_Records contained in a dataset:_
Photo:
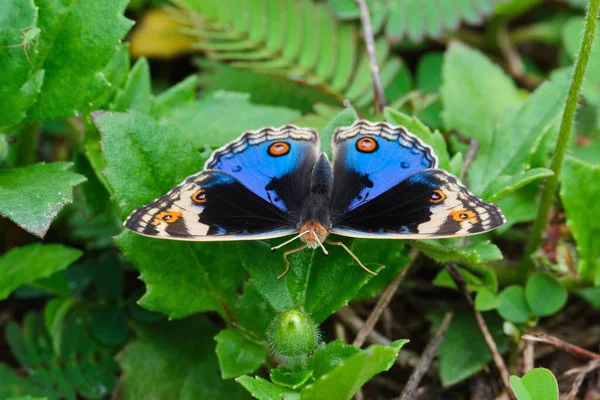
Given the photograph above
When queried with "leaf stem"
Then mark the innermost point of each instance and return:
(365, 20)
(539, 225)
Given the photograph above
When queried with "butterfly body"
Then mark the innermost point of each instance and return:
(383, 182)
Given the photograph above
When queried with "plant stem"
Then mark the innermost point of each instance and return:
(539, 225)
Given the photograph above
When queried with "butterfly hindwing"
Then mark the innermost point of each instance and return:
(428, 204)
(371, 158)
(274, 163)
(210, 205)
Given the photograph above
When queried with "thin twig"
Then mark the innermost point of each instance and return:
(469, 157)
(426, 359)
(365, 20)
(406, 358)
(591, 366)
(560, 344)
(489, 340)
(384, 300)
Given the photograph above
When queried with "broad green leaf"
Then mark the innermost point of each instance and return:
(463, 351)
(330, 356)
(503, 185)
(264, 390)
(518, 136)
(136, 93)
(26, 264)
(237, 355)
(290, 377)
(416, 127)
(486, 300)
(32, 196)
(472, 254)
(579, 197)
(537, 384)
(309, 282)
(77, 39)
(476, 93)
(343, 381)
(223, 116)
(346, 117)
(20, 80)
(545, 295)
(174, 360)
(513, 305)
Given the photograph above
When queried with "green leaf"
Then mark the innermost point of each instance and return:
(503, 185)
(176, 360)
(469, 80)
(537, 384)
(463, 352)
(32, 196)
(289, 377)
(471, 254)
(545, 295)
(344, 380)
(513, 305)
(518, 136)
(580, 202)
(109, 325)
(28, 263)
(136, 93)
(237, 355)
(20, 81)
(416, 127)
(265, 390)
(209, 122)
(346, 117)
(78, 38)
(486, 300)
(309, 281)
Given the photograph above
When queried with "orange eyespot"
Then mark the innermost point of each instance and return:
(367, 145)
(464, 215)
(199, 197)
(167, 216)
(437, 196)
(279, 149)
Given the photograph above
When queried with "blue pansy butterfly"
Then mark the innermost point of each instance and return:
(383, 183)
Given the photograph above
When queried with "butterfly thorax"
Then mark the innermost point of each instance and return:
(316, 215)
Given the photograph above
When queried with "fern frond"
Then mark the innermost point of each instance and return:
(296, 39)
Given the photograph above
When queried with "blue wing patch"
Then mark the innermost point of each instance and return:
(274, 163)
(371, 158)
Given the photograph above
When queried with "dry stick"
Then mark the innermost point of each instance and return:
(591, 366)
(365, 20)
(426, 359)
(560, 344)
(384, 300)
(498, 360)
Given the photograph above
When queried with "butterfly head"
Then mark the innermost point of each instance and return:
(313, 233)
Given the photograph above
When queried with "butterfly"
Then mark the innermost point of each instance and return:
(273, 182)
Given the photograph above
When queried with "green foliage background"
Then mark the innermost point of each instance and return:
(90, 129)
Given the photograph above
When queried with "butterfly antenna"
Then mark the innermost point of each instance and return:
(320, 244)
(289, 241)
(351, 254)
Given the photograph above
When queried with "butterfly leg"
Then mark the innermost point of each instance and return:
(287, 263)
(351, 254)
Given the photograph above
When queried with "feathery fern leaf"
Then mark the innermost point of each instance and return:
(296, 39)
(417, 19)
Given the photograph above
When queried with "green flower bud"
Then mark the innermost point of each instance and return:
(292, 336)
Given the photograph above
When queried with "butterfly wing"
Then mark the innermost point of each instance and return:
(428, 204)
(274, 163)
(371, 158)
(211, 205)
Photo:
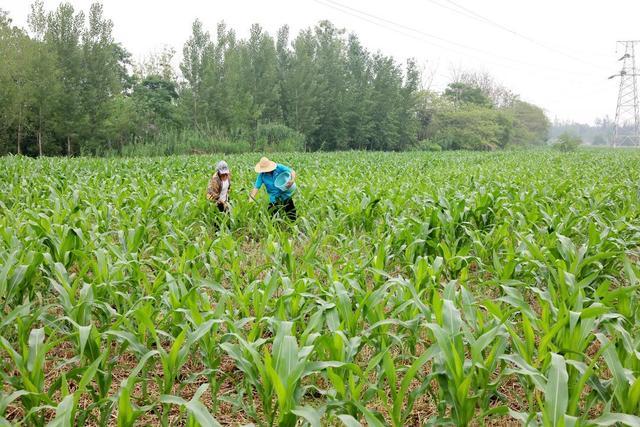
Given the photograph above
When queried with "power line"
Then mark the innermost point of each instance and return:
(474, 15)
(384, 23)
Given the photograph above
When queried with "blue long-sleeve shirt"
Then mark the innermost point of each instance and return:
(268, 180)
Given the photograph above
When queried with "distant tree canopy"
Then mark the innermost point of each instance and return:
(68, 88)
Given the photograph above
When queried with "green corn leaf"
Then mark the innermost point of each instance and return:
(556, 390)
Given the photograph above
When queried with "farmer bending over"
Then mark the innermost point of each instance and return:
(279, 182)
(219, 186)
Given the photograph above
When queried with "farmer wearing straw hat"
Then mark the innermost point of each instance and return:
(219, 186)
(278, 180)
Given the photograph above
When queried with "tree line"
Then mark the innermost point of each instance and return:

_Your instructions:_
Output all the records above again exactly, with the pictures dropped.

_Response to this exercise:_
Photo:
Given the photograph above
When queried with "leaf stem"
Then mark the innermost point of each instance and return:
(365, 20)
(539, 225)
Given the photograph above
When queried with "butterfly body"
Then mark the innermost point of each instance and return:
(383, 182)
Given the photograph above
When queried with "plant stem"
Then mark the innermost point of each instance and return:
(539, 225)
Given the photograph above
When queried with "butterfly hindwing"
Then mark the innermost point of each instance and return:
(428, 204)
(371, 158)
(274, 163)
(210, 205)
Given the photograph above
When queried with "thin twig"
Then mark the innermost point of each instance and return:
(469, 157)
(426, 359)
(365, 20)
(406, 358)
(591, 366)
(560, 344)
(489, 340)
(384, 300)
Given the photograph above
When queried with "broad green leaf"
Then mark the innermost point of each instance and return:
(463, 351)
(330, 356)
(503, 185)
(264, 390)
(518, 136)
(136, 93)
(26, 264)
(237, 355)
(290, 377)
(416, 127)
(486, 300)
(32, 196)
(472, 254)
(579, 197)
(537, 384)
(309, 282)
(77, 39)
(476, 93)
(343, 381)
(223, 116)
(346, 117)
(20, 80)
(545, 295)
(174, 360)
(513, 305)
Given the photograph above
When queried with "green leaf"
Then mark the innermost point of each instance and return:
(503, 185)
(176, 360)
(469, 80)
(537, 384)
(463, 352)
(32, 196)
(289, 377)
(471, 254)
(545, 295)
(344, 380)
(513, 305)
(518, 136)
(580, 202)
(109, 325)
(28, 263)
(136, 93)
(237, 355)
(20, 81)
(416, 127)
(265, 390)
(209, 122)
(346, 117)
(78, 38)
(486, 300)
(309, 281)
Given the photograph above
When queried with "orange eyespot"
Then mark the innermost point of each instance and return:
(367, 145)
(464, 215)
(199, 197)
(167, 216)
(437, 196)
(279, 149)
Given the photograph above
When queried with "blue pansy butterfly"
Then mark the innermost point of each instance and return:
(383, 183)
Given the photograph above
When queried with "butterfly thorax"
Then mark the innermost point of each instance and return:
(316, 215)
Given the photograph above
When queried with "fern frond"
Then mark the innermost point of each instance and return:
(296, 39)
Given the photograph above
When queried with "blue wing patch"
Then mark the innermost point of each instance and return:
(274, 163)
(371, 158)
Given the photograph above
When queried with "dry stick"
Then mark the innermost point of each instance and return:
(591, 366)
(365, 20)
(426, 359)
(560, 344)
(384, 300)
(498, 360)
Given the photograph above
When queried with "butterfly head"
Then mark the innermost point of each instance and return:
(313, 233)
Given the photograph above
When queried with "butterfly"
Then mark the innermost point of each instance and return:
(273, 182)
Given the photograph above
When queried with "green foliage background"
Then mark the innermost point of each instance and return:
(90, 129)
Given the photograph above
When queried with "butterfly antenna"
Then mark the innermost point of each instance and return:
(320, 244)
(289, 241)
(351, 254)
Given the photograph above
When queried with "butterfly leg"
Then mark the innermost point of each instance and return:
(287, 263)
(351, 254)
Given the photograph above
When queried with "feathery fern leaf"
Then mark the innermost point of each instance and return:
(296, 39)
(417, 19)
Given the photograph above
When queried with "green flower bud"
Then mark the innermost point of each instance and return:
(292, 336)
Given the photograph above
When queried with "butterfly wing"
Then mark the innermost point of each instance and return:
(428, 204)
(274, 163)
(371, 158)
(211, 205)
Photo:
Given the photograph above
When queried with "power line"
Then mark the innermost point of each instance and return:
(474, 15)
(384, 23)
Given the photograph above
When queried with "blue long-sleeve shirt"
Then mark the innermost point of each instance and return:
(268, 180)
Given the photograph above
When queried with "distant tree canopy"
Then mark the innermost point of each instance and return:
(68, 88)
Given the photograph above
When queried with "green corn leaf"
Then mark the innermost point of each instance and return:
(556, 390)
Given the photograph above
When queried with "farmer bending over"
Then mark the innermost point of each instance and return:
(279, 182)
(219, 186)
Given the photograph above
When queried with "farmer wearing straw hat"
Then mark the innermost point of each instance and return:
(219, 186)
(278, 180)
Given the photograph above
When queried with "tree line"
Then mark the innermost point of each instance and return:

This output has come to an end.